PASSAGE →
⟨

They’re not always essential, and in many cases Mario’s repertoire is enough to get by, though it’s often easier or quicker to make the switch. Sometimes, you’ll bench Mario for the simple novelty of playing as something else, while other forms offer distinct pleasures of their own. Tropical Wigglers are a tactile delight, as their stretchy bodies expand and contract with an accordion’s wheeze. The T Rex has a fittingly clumsy, lumbering gait that might make you think twice about capturing it again, but then Nintendo spawns a crowd of spiky enemies that are just begging to be flattened. And one late-game opponent almost steals the show, with a unique ability that promises to make it a speedrunners favourite.

With such a broad assortment of fresh guises, you might think Mario would be undermined. Not so. Even leaving Cappy out of the equation, our hero has been furnished with his most expansive moveset to date. The triple jump is back, together with old favourites like the side somersault and backflip. Jump immediately after a ground pound and you’ll gain extra height; tuck into a roll and you can drum the Joy-Cons to move faster, sending sparks flying as you bounce along. Then again, sprinting downhill might be even more fun than rolling: as you accelerate down the beautiful brick-red dunes of the Sand Kingdom, you’ll see Mario’s legs going 19 to the dozen, his arms spread wide in delight , a picture of gleeful momentum. Introduce Cappy, and you’ve got more options still: hold the throw button and he’ll spin in place, letting Mario run up and bounce off him, and that’s just for starters. At the top of a New Donk City skyscraper, we spy a rooftop we haven’t yet visited and take a chance that we might just reach it. We roll into a long jump off the edge, throwing Cappy ahead of us, before launching into a dive that bounces Mario off his hatted friend, diving again to clear the outer ledge by a matter of inches. There’s an easier route there, sure. A more exhilarating one? Unlikely.

⟩

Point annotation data
⟨

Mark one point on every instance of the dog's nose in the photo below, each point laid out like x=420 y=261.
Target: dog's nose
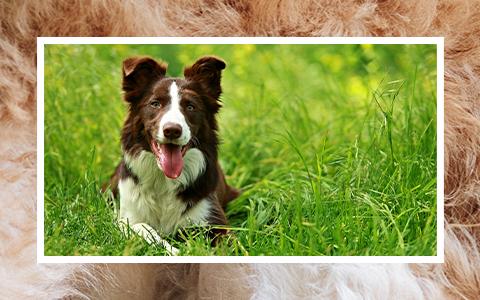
x=172 y=130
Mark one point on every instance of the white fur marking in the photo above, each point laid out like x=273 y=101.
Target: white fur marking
x=153 y=200
x=174 y=115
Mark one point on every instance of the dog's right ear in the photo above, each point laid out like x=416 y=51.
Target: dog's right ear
x=138 y=74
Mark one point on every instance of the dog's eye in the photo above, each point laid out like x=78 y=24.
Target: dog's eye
x=155 y=104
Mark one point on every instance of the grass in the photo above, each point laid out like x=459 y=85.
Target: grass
x=334 y=147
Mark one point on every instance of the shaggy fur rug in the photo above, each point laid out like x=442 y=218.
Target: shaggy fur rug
x=22 y=21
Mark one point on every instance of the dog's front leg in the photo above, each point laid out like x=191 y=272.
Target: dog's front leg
x=149 y=234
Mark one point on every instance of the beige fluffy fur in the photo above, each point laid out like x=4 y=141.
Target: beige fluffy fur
x=21 y=21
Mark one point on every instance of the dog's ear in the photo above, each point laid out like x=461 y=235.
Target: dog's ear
x=138 y=74
x=207 y=71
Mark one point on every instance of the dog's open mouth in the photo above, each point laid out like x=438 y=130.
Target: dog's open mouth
x=169 y=158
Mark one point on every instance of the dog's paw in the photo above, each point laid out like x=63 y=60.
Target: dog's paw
x=150 y=235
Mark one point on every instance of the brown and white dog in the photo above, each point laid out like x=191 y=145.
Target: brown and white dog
x=169 y=176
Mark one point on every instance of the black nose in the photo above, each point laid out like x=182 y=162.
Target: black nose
x=172 y=130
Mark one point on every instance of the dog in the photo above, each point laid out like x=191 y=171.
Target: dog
x=169 y=176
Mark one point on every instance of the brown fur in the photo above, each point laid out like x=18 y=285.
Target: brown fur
x=21 y=21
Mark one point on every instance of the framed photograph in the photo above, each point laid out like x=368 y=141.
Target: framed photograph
x=240 y=150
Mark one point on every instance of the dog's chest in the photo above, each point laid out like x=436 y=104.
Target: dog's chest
x=152 y=199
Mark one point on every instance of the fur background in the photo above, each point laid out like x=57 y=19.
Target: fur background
x=22 y=21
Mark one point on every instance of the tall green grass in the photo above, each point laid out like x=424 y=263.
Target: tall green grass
x=334 y=147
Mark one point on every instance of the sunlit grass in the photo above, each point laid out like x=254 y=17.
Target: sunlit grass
x=334 y=148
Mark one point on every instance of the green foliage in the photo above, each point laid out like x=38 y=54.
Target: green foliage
x=334 y=147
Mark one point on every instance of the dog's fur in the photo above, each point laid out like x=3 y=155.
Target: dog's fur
x=161 y=191
x=458 y=21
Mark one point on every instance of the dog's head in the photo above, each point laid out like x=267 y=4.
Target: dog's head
x=171 y=115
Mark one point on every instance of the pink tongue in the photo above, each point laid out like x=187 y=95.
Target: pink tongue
x=171 y=160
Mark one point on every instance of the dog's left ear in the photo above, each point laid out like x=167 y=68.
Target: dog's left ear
x=207 y=71
x=138 y=74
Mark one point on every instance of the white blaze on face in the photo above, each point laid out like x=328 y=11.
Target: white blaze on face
x=174 y=115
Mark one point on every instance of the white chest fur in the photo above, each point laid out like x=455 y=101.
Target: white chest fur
x=153 y=199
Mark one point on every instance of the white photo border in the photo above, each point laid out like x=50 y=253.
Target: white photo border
x=42 y=41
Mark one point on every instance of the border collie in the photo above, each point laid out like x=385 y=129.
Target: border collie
x=169 y=176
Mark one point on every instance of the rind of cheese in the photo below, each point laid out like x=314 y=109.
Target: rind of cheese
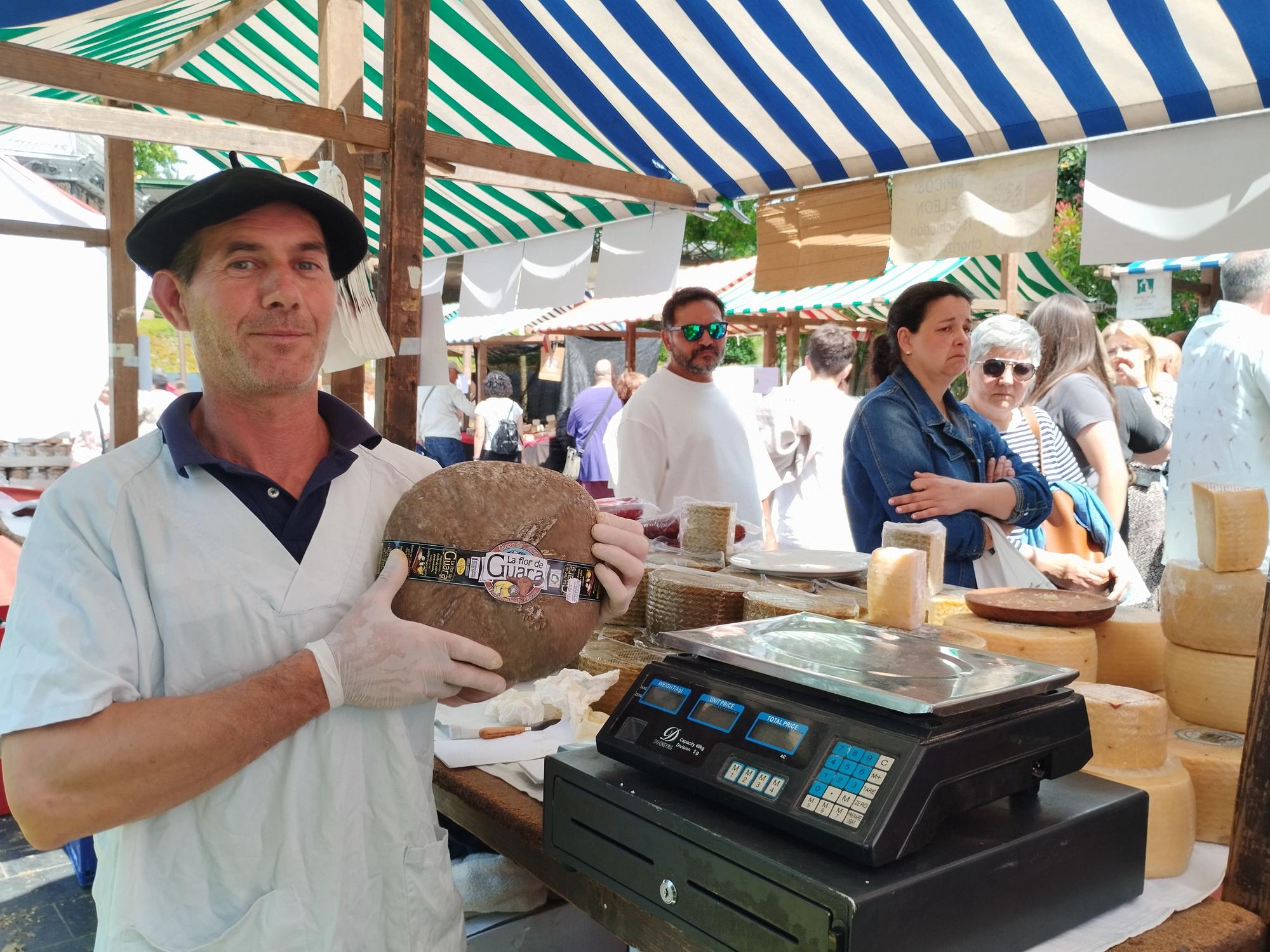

⟩

REQUIREMENT 1 →
In the game review, what do you gain by jumping immediately after a ground pound?
REQUIREMENT 2 →
List the moves that the game review says are back as old favorites in Mario's moveset.
REQUIREMENT 3 →
Retype the game review from "They’re not always" up to and including "a speedrunners favourite.".

EXERCISE ANSWER 1 →
Extra height.

EXERCISE ANSWER 2 →
- Triple jump
- Side somersault
- Backflip

EXERCISE ANSWER 3 →
They’re not always essential, and in many cases Mario’s repertoire is enough to get by, though it’s often easier or quicker to make the switch. Sometimes, you’ll bench Mario for the simple novelty of playing as something else, while other forms offer distinct pleasures of their own. Tropical Wigglers are a tactile delight, as their stretchy bodies expand and contract with an accordion’s wheeze. The T Rex has a fittingly clumsy, lumbering gait that might make you think twice about capturing it again, but then Nintendo spawns a crowd of spiky enemies that are just begging to be flattened. And one late-game opponent almost steals the show, with a unique ability that promises to make it a speedrunners favourite.